Consigne écrite: Recopiez le listing depuis la ligne contenant "Please mark the white" jusqu'à la ligne contenant "Please mark the palm" incluse, en remplaçant "dark rectangular slit" par "narrow black opening" sans rien modifier d'autre.

- - -

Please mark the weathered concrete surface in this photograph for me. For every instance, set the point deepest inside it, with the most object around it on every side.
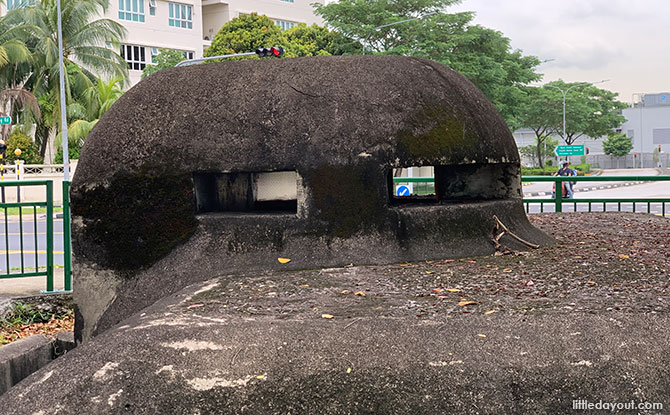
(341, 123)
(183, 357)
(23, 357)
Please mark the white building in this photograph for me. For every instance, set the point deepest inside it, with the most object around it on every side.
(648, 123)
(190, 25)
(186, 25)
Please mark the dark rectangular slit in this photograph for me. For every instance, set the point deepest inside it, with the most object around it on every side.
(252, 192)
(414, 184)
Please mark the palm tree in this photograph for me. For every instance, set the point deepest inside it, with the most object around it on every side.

- - -

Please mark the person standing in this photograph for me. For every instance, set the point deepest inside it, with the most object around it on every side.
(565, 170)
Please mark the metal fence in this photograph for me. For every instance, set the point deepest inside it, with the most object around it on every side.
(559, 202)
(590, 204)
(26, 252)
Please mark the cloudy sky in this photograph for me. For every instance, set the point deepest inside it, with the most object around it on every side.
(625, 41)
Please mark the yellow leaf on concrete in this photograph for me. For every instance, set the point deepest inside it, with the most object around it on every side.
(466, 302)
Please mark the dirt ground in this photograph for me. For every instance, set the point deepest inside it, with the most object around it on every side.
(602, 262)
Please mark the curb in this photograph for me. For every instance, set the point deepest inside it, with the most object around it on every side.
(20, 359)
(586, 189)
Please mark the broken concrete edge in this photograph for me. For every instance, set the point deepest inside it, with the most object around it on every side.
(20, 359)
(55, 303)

- - -

Réponse à la consigne:
Please mark the white building in this photograph for me. For every instance, set the point deepest inside it, with the most object around it on every side.
(648, 123)
(190, 25)
(186, 25)
Please mark the narrow black opening in this photograph for me. For every instance, set the point deepest inside it, with the most object around it on every side.
(252, 192)
(414, 184)
Please mark the palm tree in this photograph for me. For every instance, set the point deepest inside it, with the most object around it on every side.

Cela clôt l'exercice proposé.